"""
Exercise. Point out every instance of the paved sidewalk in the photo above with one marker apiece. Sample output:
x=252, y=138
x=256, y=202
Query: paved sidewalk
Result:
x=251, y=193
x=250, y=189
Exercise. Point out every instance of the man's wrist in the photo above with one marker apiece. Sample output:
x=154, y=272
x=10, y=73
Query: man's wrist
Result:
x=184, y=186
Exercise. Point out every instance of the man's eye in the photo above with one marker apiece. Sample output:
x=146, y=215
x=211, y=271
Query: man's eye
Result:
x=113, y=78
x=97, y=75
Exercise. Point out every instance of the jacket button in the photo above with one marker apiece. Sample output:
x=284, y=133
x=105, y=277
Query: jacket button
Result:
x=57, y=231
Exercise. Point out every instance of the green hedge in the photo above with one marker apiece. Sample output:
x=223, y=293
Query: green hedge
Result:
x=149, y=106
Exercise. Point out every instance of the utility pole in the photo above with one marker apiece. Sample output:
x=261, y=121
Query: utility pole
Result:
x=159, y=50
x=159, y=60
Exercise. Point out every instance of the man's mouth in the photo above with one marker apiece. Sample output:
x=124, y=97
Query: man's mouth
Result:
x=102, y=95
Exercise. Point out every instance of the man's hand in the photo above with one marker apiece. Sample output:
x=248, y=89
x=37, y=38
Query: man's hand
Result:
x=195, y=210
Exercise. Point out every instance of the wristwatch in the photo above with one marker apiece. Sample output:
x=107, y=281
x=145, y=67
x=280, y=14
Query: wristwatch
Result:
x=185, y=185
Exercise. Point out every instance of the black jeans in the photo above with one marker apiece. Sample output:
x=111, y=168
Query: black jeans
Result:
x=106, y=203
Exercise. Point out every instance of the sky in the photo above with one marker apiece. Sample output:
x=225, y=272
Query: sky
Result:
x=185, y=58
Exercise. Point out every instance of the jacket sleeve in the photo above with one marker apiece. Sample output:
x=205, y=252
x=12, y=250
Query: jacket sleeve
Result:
"""
Your assignment: Print every line from the one that contains "Query: wristwatch" to the end of the records, exactly as written, and nothing more.

Answer for the task:
Query: wristwatch
Result:
x=185, y=185
Exercise. Point out every instance of the black jeans in the photo above with one marker apiece. Sample output:
x=111, y=168
Query: black jeans
Result:
x=106, y=203
Exercise. Point out every instance of the sky in the photo above with one marker apiece. Sample output:
x=225, y=272
Query: sky
Result:
x=185, y=58
Exercise. Point out every instance of the jacket sleeve in the photo above with one marker apiece. Sample output:
x=205, y=252
x=12, y=250
Query: jacket sleeve
Result:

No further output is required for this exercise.